● **課題**
"Security feed analysis: the operator needs to locate man's hair"を含む行からエントリーの末尾までの行だけを、依頼文も含めて書き直してもらえますか。回答にあるバウンディングボックスの座標はすべて0.5倍し、端数は0.5を切り上げて整数に丸めてください。

● **作業データ**
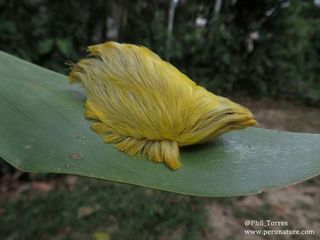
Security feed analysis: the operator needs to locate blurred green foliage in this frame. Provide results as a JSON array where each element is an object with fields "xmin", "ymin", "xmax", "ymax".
[
  {"xmin": 0, "ymin": 0, "xmax": 320, "ymax": 106},
  {"xmin": 0, "ymin": 178, "xmax": 210, "ymax": 240}
]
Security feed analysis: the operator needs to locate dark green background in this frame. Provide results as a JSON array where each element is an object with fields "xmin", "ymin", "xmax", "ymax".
[{"xmin": 0, "ymin": 0, "xmax": 320, "ymax": 106}]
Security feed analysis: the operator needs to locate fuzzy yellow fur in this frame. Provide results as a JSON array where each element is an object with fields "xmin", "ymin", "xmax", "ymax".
[{"xmin": 69, "ymin": 42, "xmax": 256, "ymax": 169}]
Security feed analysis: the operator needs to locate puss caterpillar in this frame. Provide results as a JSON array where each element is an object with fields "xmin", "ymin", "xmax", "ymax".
[{"xmin": 69, "ymin": 42, "xmax": 256, "ymax": 169}]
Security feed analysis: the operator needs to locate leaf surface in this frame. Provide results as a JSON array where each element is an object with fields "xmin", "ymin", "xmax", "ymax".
[{"xmin": 0, "ymin": 52, "xmax": 320, "ymax": 196}]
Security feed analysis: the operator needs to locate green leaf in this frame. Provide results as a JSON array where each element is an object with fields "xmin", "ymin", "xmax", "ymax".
[{"xmin": 0, "ymin": 53, "xmax": 320, "ymax": 196}]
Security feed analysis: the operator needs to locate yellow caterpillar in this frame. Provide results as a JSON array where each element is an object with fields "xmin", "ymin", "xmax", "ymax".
[{"xmin": 69, "ymin": 42, "xmax": 256, "ymax": 169}]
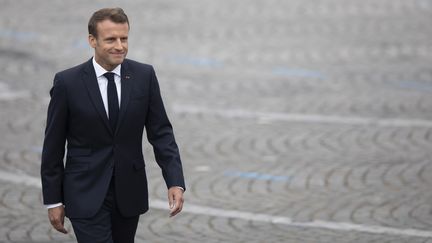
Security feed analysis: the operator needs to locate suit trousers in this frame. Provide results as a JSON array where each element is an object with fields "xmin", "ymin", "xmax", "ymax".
[{"xmin": 69, "ymin": 177, "xmax": 139, "ymax": 243}]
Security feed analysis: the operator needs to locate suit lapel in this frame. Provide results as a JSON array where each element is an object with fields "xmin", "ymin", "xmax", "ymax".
[
  {"xmin": 83, "ymin": 59, "xmax": 113, "ymax": 135},
  {"xmin": 115, "ymin": 60, "xmax": 133, "ymax": 133}
]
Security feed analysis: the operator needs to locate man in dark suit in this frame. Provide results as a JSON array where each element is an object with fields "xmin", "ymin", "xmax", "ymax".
[{"xmin": 41, "ymin": 8, "xmax": 185, "ymax": 243}]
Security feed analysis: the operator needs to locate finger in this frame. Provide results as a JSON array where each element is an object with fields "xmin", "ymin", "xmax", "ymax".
[
  {"xmin": 170, "ymin": 199, "xmax": 183, "ymax": 217},
  {"xmin": 51, "ymin": 219, "xmax": 67, "ymax": 234},
  {"xmin": 168, "ymin": 193, "xmax": 175, "ymax": 209}
]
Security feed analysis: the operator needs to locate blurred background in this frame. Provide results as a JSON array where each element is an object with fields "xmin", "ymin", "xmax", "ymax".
[{"xmin": 0, "ymin": 0, "xmax": 432, "ymax": 243}]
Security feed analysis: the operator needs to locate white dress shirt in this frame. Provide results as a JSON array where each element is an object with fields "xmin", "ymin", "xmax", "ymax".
[{"xmin": 93, "ymin": 57, "xmax": 121, "ymax": 113}]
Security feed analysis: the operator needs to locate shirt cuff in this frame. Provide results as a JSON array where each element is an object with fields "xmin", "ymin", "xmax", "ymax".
[
  {"xmin": 173, "ymin": 186, "xmax": 184, "ymax": 191},
  {"xmin": 45, "ymin": 203, "xmax": 63, "ymax": 209}
]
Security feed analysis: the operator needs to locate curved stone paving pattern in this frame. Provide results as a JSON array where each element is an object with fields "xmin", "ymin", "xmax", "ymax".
[{"xmin": 0, "ymin": 0, "xmax": 432, "ymax": 243}]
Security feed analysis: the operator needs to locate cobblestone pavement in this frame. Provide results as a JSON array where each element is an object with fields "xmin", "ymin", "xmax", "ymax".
[{"xmin": 0, "ymin": 0, "xmax": 432, "ymax": 243}]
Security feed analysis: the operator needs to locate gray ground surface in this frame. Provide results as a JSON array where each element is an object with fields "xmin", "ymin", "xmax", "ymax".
[{"xmin": 0, "ymin": 0, "xmax": 432, "ymax": 243}]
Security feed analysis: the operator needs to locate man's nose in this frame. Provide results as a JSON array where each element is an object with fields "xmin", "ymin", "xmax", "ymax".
[{"xmin": 114, "ymin": 39, "xmax": 123, "ymax": 50}]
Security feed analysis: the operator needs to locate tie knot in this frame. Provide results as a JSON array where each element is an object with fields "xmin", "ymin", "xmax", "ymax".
[{"xmin": 104, "ymin": 72, "xmax": 114, "ymax": 82}]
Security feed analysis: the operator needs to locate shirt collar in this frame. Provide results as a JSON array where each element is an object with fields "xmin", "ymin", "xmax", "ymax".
[{"xmin": 92, "ymin": 57, "xmax": 121, "ymax": 78}]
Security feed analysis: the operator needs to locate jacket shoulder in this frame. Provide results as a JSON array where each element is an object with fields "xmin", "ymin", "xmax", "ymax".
[
  {"xmin": 122, "ymin": 59, "xmax": 154, "ymax": 72},
  {"xmin": 54, "ymin": 62, "xmax": 89, "ymax": 82}
]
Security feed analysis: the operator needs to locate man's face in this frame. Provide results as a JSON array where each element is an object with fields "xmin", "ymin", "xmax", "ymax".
[{"xmin": 89, "ymin": 20, "xmax": 129, "ymax": 71}]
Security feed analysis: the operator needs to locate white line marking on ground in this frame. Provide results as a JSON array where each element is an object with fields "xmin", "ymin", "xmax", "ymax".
[
  {"xmin": 0, "ymin": 171, "xmax": 432, "ymax": 238},
  {"xmin": 173, "ymin": 104, "xmax": 432, "ymax": 127}
]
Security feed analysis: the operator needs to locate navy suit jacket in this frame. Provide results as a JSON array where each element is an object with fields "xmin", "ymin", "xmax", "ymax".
[{"xmin": 41, "ymin": 59, "xmax": 185, "ymax": 218}]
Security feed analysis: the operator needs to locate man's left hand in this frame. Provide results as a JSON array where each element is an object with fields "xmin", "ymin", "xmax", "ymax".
[{"xmin": 168, "ymin": 186, "xmax": 184, "ymax": 217}]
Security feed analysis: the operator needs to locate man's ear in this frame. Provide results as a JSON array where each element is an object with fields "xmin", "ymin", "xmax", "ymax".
[{"xmin": 88, "ymin": 34, "xmax": 97, "ymax": 48}]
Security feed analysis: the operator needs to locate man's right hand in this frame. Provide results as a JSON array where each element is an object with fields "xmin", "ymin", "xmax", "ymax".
[{"xmin": 48, "ymin": 205, "xmax": 67, "ymax": 234}]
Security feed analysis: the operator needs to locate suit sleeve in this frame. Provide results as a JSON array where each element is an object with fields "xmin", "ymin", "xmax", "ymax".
[
  {"xmin": 145, "ymin": 68, "xmax": 186, "ymax": 189},
  {"xmin": 41, "ymin": 75, "xmax": 68, "ymax": 204}
]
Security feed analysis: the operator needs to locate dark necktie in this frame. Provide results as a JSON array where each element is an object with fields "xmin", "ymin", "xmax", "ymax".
[{"xmin": 104, "ymin": 72, "xmax": 119, "ymax": 132}]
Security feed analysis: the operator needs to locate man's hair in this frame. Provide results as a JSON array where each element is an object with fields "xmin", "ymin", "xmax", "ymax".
[{"xmin": 88, "ymin": 8, "xmax": 129, "ymax": 37}]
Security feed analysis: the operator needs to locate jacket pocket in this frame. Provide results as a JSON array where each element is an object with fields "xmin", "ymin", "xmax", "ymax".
[
  {"xmin": 133, "ymin": 160, "xmax": 145, "ymax": 171},
  {"xmin": 65, "ymin": 162, "xmax": 89, "ymax": 173},
  {"xmin": 67, "ymin": 148, "xmax": 92, "ymax": 157}
]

● **完成した課題**
Security feed analysis: the operator needs to locate man's hair in this frame. Provide results as a JSON array where each element is an object with fields "xmin", "ymin", "xmax", "ymax".
[{"xmin": 44, "ymin": 4, "xmax": 65, "ymax": 19}]
Security feed analysis: the operator needs to locate jacket pocket in this frame. Provide results as a JSON array where each element is an object with fields "xmin", "ymin", "xmax", "ymax".
[
  {"xmin": 67, "ymin": 80, "xmax": 73, "ymax": 86},
  {"xmin": 33, "ymin": 81, "xmax": 45, "ymax": 87},
  {"xmin": 34, "ymin": 74, "xmax": 46, "ymax": 79}
]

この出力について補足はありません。